═══ Angezeigte Daten ═══

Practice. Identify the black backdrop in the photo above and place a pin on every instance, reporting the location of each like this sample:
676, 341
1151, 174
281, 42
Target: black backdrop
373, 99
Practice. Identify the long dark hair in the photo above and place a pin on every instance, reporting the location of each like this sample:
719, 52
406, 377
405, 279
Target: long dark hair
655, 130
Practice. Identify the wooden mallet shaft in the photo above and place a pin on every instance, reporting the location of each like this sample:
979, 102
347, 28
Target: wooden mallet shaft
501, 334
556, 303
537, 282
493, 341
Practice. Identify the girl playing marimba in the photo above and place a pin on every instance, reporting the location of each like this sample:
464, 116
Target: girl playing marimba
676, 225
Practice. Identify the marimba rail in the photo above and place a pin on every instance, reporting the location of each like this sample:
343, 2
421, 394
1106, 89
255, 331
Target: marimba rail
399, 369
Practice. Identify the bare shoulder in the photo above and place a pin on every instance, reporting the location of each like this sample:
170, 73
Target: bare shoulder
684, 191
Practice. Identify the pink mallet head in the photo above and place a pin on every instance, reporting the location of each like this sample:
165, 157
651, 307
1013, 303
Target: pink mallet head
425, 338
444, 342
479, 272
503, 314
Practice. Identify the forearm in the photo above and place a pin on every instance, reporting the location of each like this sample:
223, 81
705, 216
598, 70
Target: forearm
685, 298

═══

* Aufgabenstellung: Wiederhole die gesamte Auflistung oben Zeile für Zeile, ohne etwas daran zu ändern.

* Ergebnis der Übung:
Practice. Identify the black backdrop in the photo above and place a pin on every instance, reporting the location of each like this sample:
676, 341
1151, 174
281, 42
Target: black backdrop
373, 99
Practice. Identify the long dark hair in the photo above and place a pin on every instance, reporting the location of each like this sample:
719, 52
406, 377
405, 279
Target: long dark hair
655, 130
Practice. Identify the wooden mallet shaft in the photo above and place a pin on every instance, reporting the location of each like this sample:
979, 102
347, 28
Target: wooden mallet shaft
501, 334
556, 303
537, 282
493, 341
Practice. Identify the girl playing marimba in the photo above and place a pin on every instance, reporting the location of each like this sample:
464, 116
Target: girl playing marimba
676, 225
Practice. Identify the marimba rail in the photo above and place a pin on every instance, reporting the location of each like this sample:
343, 2
421, 394
1106, 89
255, 331
Target: marimba rail
399, 369
Practice. Identify the bare shoulder in the photo above and place a pin on every instance, reporting the location of each like this sample:
170, 73
Target: bare shoulder
684, 191
Practice. Identify the pink mallet head in the photo above and place a pin on every instance, reporting the location of each like this sample:
165, 157
651, 307
1013, 303
Target: pink mallet head
425, 338
444, 342
479, 272
503, 314
Practice. Identify the forearm in the photo above and place a pin on every instance, reporting the location of each like this sample:
223, 81
705, 216
598, 70
Target: forearm
685, 298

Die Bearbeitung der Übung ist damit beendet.